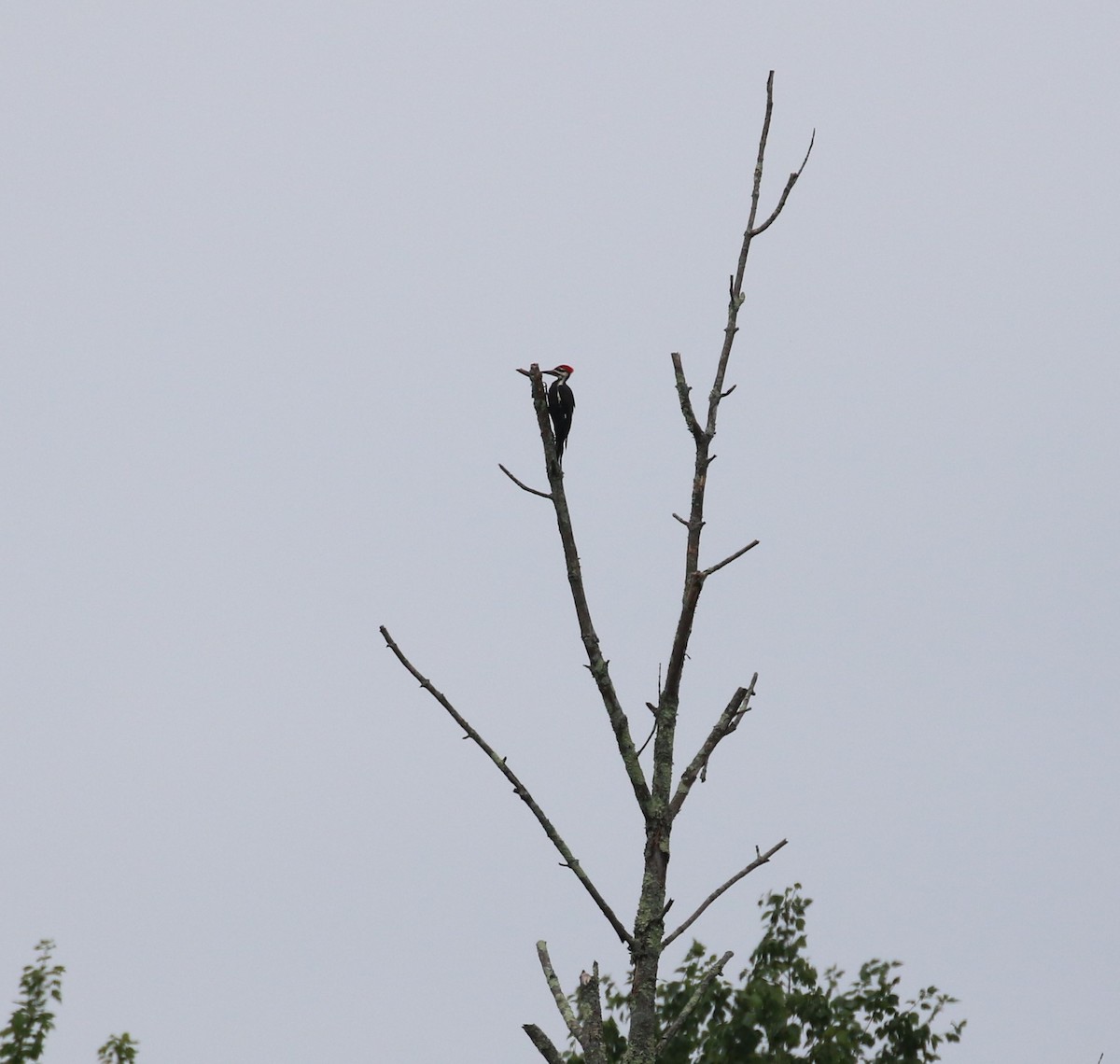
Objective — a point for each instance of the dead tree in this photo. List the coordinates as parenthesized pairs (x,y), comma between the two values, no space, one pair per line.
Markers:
(659,799)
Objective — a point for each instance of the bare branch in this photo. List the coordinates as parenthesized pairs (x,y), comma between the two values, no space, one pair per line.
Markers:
(525,487)
(693,1002)
(519,789)
(543,1044)
(561,1000)
(682,395)
(728,560)
(596,664)
(727,722)
(785,191)
(757,862)
(591,1014)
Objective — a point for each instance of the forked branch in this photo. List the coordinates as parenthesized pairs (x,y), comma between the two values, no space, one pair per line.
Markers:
(757,862)
(564,1006)
(519,789)
(728,721)
(596,664)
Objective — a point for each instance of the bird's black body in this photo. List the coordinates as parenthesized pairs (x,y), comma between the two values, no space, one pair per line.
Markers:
(561,404)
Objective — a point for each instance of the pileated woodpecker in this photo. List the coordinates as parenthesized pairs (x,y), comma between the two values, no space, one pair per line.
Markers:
(561,403)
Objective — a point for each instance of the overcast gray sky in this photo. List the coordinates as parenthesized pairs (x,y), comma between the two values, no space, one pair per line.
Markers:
(267,273)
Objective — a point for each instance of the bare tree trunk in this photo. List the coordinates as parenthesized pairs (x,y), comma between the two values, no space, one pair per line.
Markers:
(656,798)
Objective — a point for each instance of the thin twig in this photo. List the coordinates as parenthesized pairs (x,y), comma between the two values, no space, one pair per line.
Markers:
(682,395)
(525,487)
(543,1044)
(728,560)
(757,862)
(727,722)
(785,191)
(519,789)
(561,1000)
(693,1002)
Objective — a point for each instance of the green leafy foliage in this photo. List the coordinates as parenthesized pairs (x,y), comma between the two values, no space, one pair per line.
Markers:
(33,1020)
(782,1011)
(23,1037)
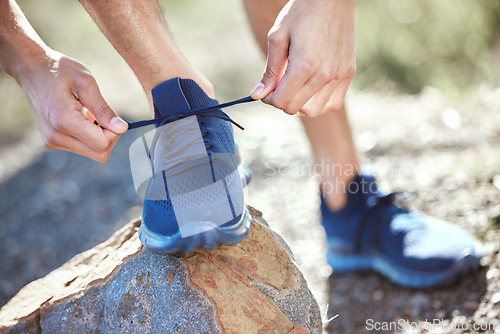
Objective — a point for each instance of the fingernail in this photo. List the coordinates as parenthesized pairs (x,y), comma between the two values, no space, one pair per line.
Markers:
(118,124)
(258,90)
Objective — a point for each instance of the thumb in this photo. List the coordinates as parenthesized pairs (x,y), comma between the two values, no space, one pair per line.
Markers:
(277,55)
(92,99)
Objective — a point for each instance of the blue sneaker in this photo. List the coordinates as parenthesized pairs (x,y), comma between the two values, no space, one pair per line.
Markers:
(411,249)
(195,197)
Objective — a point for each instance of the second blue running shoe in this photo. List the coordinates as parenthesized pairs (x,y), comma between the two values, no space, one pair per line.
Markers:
(195,197)
(409,248)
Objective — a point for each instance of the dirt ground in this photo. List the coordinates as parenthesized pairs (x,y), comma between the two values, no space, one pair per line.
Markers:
(56,204)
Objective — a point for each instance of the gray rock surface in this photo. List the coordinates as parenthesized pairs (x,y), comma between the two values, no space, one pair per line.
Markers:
(120,287)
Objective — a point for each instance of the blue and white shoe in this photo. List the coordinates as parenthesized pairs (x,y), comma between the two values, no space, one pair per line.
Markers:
(195,197)
(410,249)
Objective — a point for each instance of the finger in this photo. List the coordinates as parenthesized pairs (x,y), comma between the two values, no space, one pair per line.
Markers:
(336,101)
(74,123)
(61,141)
(277,55)
(317,104)
(90,96)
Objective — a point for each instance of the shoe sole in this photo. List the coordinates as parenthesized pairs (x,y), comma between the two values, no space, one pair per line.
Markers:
(212,237)
(404,276)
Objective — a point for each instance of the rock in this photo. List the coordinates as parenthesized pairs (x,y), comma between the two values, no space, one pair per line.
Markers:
(121,287)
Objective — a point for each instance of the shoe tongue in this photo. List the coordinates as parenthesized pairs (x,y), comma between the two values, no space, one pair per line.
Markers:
(179,95)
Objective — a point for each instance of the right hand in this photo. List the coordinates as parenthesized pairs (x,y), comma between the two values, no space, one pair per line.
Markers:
(58,88)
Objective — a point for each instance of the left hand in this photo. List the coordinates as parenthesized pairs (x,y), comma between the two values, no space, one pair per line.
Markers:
(310,59)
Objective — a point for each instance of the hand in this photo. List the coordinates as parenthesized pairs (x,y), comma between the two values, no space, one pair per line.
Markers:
(310,58)
(58,88)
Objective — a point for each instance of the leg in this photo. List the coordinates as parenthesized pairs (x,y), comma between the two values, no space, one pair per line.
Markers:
(138,32)
(329,134)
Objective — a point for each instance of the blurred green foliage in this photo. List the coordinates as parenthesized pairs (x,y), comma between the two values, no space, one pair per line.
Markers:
(407,45)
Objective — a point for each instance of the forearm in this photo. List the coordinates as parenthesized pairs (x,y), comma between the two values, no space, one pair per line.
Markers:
(20,45)
(138,32)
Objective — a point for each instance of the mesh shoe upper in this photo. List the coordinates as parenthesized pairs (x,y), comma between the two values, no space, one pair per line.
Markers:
(372,224)
(195,173)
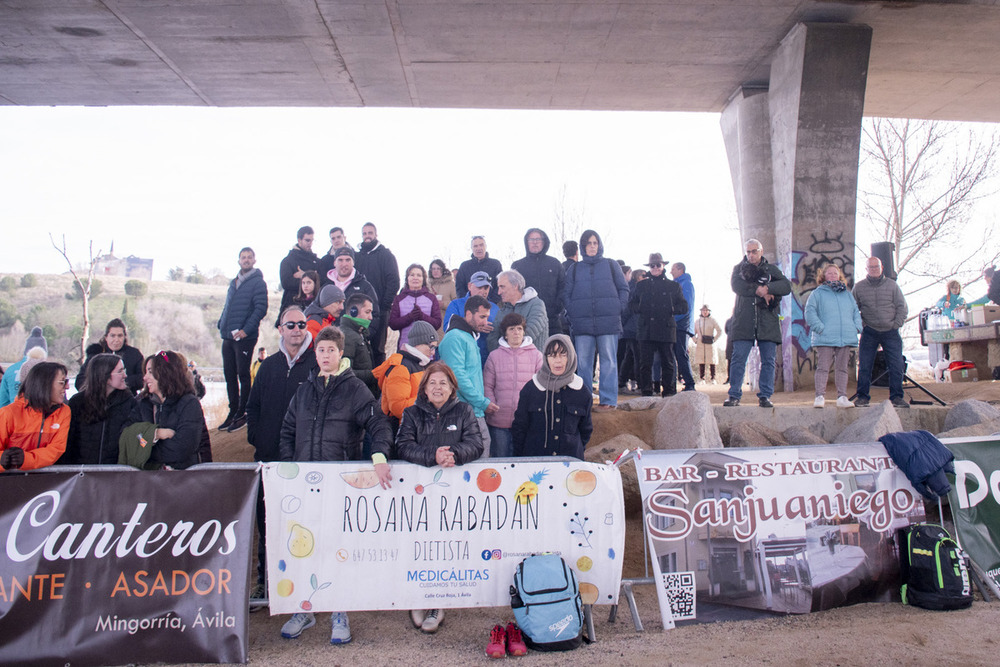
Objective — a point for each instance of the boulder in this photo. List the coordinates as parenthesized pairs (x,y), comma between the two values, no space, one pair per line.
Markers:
(969,413)
(686,421)
(973,430)
(800,435)
(609,450)
(639,404)
(872,423)
(752,434)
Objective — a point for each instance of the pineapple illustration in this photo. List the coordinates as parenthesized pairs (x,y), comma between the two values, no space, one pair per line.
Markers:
(529,489)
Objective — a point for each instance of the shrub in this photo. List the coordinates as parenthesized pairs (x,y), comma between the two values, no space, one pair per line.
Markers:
(8,314)
(136,288)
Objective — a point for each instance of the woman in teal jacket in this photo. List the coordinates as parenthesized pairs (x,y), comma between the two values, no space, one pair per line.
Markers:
(834,324)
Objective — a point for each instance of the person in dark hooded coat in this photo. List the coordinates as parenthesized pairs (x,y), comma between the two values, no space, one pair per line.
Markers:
(544,273)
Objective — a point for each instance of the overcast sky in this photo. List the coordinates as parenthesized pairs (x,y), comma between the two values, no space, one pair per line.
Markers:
(188,186)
- - - - -
> [WHAT IS REQUIRED]:
Look through the records and gather every line containing "blue".

> [EXERCISE RESPONSE]:
Objective — a point for each instance of the blue sneaker in this photo. List the coordinates as parenthesized pairs (x,y), comma between the two values, no space, one pair per line.
Objective — a point for each instance of the second blue running shoe in this photo. List the coordinates as parenthesized pairs (x,y), comma between the two values, no space, one pair per line.
Objective — a point for each instance of the blue and white shoe in this photo. List the coordinates as parenthesized pairs (x,y), comma between the two values, no space, one pair per line.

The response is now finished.